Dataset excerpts
######

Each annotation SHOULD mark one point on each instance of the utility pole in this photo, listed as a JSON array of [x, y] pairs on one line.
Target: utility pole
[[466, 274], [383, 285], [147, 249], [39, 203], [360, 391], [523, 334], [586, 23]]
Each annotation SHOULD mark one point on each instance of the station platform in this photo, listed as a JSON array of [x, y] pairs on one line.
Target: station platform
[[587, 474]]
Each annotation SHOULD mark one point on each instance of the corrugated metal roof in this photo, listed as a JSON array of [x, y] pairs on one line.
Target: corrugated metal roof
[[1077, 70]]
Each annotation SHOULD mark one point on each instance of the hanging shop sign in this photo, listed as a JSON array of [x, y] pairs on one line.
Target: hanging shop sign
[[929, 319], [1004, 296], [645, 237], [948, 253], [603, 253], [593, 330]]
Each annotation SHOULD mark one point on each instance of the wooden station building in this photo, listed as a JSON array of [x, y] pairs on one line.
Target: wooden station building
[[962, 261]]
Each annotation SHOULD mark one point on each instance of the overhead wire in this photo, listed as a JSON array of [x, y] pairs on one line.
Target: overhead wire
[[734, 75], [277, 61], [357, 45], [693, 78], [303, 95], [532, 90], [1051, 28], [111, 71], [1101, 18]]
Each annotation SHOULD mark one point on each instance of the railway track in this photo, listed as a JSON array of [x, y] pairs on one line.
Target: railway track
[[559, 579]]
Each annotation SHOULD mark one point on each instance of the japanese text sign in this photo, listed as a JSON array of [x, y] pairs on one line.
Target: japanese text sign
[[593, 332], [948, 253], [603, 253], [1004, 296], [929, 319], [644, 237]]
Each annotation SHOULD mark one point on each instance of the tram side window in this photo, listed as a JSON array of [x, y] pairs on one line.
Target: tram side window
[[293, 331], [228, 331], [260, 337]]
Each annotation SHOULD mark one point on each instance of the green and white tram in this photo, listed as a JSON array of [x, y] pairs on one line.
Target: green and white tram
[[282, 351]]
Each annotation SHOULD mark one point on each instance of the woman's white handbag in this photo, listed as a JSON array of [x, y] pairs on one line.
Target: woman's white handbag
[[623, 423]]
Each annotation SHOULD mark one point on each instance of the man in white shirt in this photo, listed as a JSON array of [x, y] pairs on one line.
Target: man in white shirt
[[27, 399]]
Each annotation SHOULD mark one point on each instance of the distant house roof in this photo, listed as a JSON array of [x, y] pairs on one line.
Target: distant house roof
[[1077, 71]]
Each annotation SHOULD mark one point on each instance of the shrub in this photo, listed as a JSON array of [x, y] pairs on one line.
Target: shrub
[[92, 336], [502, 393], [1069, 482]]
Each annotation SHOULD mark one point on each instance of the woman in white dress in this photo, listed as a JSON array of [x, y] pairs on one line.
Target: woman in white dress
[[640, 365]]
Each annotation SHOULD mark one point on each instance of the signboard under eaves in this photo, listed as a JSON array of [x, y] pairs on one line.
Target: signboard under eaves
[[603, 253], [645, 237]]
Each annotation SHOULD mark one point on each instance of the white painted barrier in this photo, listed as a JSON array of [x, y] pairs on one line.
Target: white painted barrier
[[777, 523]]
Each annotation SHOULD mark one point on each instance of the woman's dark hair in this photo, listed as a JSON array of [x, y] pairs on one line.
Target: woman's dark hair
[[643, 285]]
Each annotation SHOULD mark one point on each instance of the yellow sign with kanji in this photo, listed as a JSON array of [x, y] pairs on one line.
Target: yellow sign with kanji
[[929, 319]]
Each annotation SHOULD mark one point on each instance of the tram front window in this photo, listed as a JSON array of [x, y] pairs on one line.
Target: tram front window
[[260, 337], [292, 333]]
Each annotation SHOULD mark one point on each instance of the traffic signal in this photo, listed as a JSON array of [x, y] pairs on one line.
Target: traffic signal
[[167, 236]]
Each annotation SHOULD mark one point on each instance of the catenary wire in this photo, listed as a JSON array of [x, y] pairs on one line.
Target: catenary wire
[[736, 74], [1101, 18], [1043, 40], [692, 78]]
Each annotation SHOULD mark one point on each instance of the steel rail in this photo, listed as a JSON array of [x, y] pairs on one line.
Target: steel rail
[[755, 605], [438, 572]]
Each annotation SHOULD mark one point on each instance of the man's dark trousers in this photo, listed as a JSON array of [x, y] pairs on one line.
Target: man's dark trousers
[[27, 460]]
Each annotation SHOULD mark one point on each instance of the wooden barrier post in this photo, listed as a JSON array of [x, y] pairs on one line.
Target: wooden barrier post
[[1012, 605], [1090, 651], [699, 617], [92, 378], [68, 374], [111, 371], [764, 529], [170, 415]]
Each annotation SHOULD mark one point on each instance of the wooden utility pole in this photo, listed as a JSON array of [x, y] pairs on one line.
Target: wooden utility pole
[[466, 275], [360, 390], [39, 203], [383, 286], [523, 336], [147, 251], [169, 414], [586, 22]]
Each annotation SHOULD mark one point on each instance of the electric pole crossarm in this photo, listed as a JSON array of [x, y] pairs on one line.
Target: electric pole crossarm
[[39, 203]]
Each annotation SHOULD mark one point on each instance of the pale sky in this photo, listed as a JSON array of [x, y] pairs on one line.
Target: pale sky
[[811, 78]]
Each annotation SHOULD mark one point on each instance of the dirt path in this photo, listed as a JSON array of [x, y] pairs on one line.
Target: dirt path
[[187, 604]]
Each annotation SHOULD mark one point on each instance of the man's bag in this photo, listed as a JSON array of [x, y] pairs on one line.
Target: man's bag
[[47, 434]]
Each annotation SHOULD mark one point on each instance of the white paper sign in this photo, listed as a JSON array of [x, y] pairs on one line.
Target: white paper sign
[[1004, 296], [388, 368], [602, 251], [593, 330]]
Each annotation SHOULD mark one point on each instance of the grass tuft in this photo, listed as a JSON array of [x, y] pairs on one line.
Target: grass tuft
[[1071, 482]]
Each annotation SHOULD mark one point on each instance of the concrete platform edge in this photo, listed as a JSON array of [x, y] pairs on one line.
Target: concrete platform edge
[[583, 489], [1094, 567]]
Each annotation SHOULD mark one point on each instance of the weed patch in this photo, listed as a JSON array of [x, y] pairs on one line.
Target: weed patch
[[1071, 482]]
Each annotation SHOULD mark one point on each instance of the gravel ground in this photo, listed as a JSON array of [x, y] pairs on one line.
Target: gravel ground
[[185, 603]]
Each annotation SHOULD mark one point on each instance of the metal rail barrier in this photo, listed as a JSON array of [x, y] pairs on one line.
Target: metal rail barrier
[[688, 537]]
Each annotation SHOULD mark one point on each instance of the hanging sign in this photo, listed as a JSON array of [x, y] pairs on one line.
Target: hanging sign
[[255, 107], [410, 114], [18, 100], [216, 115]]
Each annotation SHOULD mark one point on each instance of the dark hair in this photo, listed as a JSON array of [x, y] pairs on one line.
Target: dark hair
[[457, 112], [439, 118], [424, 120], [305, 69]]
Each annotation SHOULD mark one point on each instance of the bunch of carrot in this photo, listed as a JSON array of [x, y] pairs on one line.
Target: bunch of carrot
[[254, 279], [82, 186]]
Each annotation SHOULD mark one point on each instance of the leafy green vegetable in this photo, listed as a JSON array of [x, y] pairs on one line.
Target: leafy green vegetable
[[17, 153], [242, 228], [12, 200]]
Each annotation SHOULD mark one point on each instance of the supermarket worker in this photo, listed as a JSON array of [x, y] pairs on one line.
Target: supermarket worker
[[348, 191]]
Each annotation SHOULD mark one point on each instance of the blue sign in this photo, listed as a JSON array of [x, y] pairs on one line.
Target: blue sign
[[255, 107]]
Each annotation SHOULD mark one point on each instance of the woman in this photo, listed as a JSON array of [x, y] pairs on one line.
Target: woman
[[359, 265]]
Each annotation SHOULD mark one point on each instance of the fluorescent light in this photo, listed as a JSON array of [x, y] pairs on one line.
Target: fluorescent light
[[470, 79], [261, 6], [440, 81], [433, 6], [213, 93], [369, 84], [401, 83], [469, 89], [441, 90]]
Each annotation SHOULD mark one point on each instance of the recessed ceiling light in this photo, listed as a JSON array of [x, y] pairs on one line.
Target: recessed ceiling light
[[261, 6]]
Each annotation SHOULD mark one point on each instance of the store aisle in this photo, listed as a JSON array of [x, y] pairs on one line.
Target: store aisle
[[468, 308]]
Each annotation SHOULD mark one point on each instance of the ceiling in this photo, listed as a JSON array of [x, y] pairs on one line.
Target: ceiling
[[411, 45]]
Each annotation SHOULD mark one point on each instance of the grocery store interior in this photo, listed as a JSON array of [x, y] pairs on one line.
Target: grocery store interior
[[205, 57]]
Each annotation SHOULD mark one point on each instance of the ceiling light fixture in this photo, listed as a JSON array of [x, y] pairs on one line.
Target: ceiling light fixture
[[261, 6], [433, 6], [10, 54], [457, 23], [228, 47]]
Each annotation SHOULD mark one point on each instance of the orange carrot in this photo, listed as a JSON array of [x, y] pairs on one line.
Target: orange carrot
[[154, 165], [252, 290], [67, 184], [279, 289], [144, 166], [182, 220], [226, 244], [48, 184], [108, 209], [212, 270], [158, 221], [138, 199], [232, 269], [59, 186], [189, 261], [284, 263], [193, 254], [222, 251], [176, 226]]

######

● **WHAT THE EXERCISE ASKS**: Above are some records; copy exactly the lines from the one with "Target: recessed ceiling light" through the one with "the ceiling light", both included, and no others.

● **EXERCISE RESULT**:
Target: recessed ceiling light
[[261, 6]]
Each annotation SHOULD mark one point on each instance of the store aisle in this photo, listed as a JSON array of [x, y] pairs on one line.
Target: store aisle
[[468, 308]]
Each annotation SHOULD mark one point on each instance of the ceiling in this photo, listed as a JSON array of [x, y] pairs on one line.
Target: ceiling
[[411, 45]]
Each annotation SHOULD mark one point on each instance of the grocery store interior in this photo, listed as a JSON array of [x, y] pairs on one line.
Target: grocery store interior
[[205, 57]]
Each annotation SHOULD mark one point on each instance of the ceiling light fixture in this photo, listed as a JSON array of [x, y] pairs on one line.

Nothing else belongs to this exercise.